Required work » How many lines in the items below contain the word "patch"? Reply with the number alone.
* START Data to use *
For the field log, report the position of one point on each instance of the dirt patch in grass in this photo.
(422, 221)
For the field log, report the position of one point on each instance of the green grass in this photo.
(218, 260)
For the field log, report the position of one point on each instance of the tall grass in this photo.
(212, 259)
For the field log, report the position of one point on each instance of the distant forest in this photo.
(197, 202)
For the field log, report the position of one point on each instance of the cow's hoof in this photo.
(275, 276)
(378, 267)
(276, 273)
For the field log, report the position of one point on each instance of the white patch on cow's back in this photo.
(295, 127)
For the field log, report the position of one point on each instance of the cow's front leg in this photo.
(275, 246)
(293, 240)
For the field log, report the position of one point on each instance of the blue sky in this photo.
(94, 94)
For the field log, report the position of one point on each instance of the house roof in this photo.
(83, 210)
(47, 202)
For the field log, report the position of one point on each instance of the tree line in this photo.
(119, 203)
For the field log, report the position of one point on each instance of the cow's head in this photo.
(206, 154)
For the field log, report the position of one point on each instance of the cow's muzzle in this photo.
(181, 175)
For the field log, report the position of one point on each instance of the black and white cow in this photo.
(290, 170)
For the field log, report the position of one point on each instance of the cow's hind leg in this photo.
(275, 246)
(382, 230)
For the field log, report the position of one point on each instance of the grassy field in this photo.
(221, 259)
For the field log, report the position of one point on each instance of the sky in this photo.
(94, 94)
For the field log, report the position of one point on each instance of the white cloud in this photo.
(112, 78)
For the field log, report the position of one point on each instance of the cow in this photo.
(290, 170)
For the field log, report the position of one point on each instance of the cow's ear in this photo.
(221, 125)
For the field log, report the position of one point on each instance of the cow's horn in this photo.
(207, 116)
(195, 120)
* END Data to use *
* START Data to use *
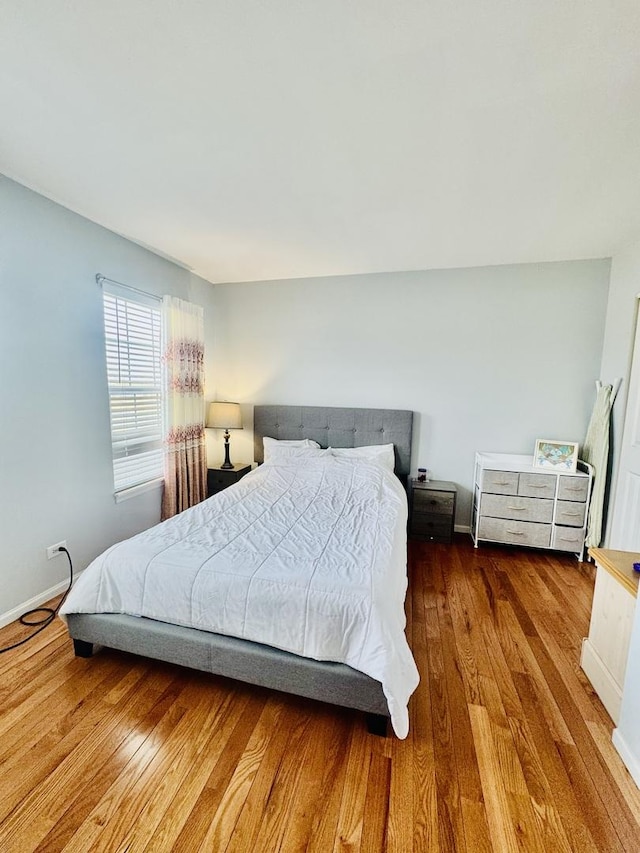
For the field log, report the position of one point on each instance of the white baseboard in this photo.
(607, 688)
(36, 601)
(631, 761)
* END Data to use *
* START Data to use *
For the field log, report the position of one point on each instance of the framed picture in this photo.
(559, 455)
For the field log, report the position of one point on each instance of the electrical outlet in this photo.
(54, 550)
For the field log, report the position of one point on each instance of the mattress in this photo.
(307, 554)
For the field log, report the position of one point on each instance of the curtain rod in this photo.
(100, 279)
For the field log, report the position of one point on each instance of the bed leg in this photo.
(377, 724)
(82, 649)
* END Data to use *
Answer to this problem » 2